April 4, 2017

Quick Reviews! Never Fade, Three Dark Crowns, American Gods, and Caraval

Hello everyone! I'm so sorry that I've been MIA lately. I started Softball in March and it's been kind of hectic trying to deal with that and these scholarships but we can talk about that later in my quarterly wrap up post. Right now I want to talk about the books I read during this time because, yes, I still read books. What did you think of these books? I'm curious to know. Anyway, let's get to these quick reviews.


Never Fade by Alexandra B: I absolutely loved the book of this series. The Darkest Minds was actually one of the books that I finished pretty quickly. But this book took me so long to finish and I know it's because of how slow the plot was. The first book was pretty slow, too, and a lot of people had problems with it because of that. However, I fell in love with the characters and following them around helped move the story along for me. It was the same for this book. They have to be the best part of the entire book. They are all different in so many ways but their banter and the way that they have each others backs is so realistic. They sounded like teenagers to me and they interacted with each other in so many ways that felt like it would be done by a young adult. Their connection is was made this book sparkle for me. The diversity in this book passed my requirement of at least two diverse side characters. In this book, they are now three (although Zu wasn't in this book). Chubs is an African American and another character (I really forgot her name even though she was definitely the best) that could honestly be any person of color with brown skin. There isn't LGBTQ+ representation in here (at least I don't think there is) and I didn't see any characters with a disability. However, I'm still going to give this book a .5 of a star, not because of the lack of representation with the last two things I mentioned. It's only because I feel as though there should have been a little depth to those characters. Don't get me wrong, I loved them but honestly, they could have been any race. Overall I rated this book three stars.

▶ TASKS FOR THIS EXERCISE:
A. Repeat the part of the book review post between "Quick Reviews! Never" and "these quick reviews.", inclusive.
B. In the book review post above, why did Never Fade take the reviewer so long to finish, and what helped the reviewer get through it anyway?

▶ INFORMATION GIVEN:
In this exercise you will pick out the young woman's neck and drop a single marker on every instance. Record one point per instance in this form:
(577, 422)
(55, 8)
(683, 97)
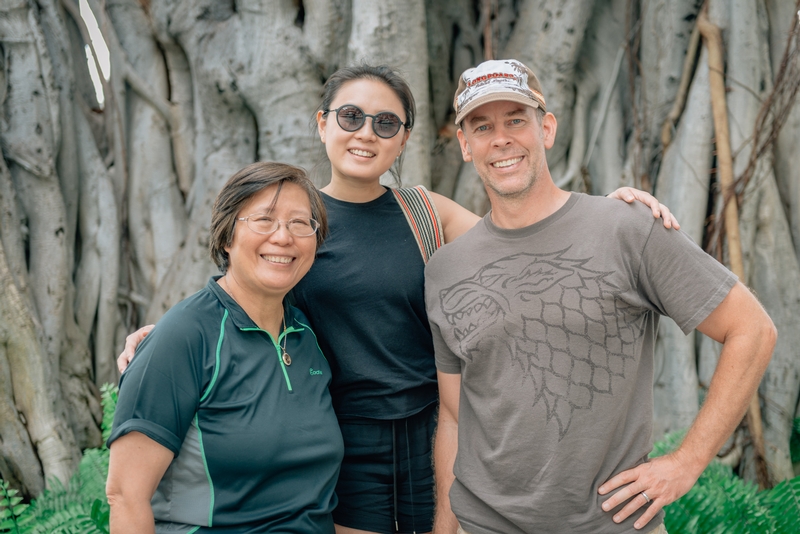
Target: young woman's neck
(350, 190)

▶ ANSWERS PROVIDED:
A.
Quick Reviews! Never Fade, Three Dark Crowns, American Gods, and Caraval

Hello everyone! I'm so sorry that I've been MIA lately. I started Softball in March and it's been kind of hectic trying to deal with that and these scholarships but we can talk about that later in my quarterly wrap up post. Right now I want to talk about the books I read during this time because, yes, I still read books. What did you think of these books? I'm curious to know. Anyway, let's get to these quick reviews.

B. The reviewer took so long to finish Never Fade because its plot was very slow. What helped was the characters: the reviewer loved them, and following them around moved the story along.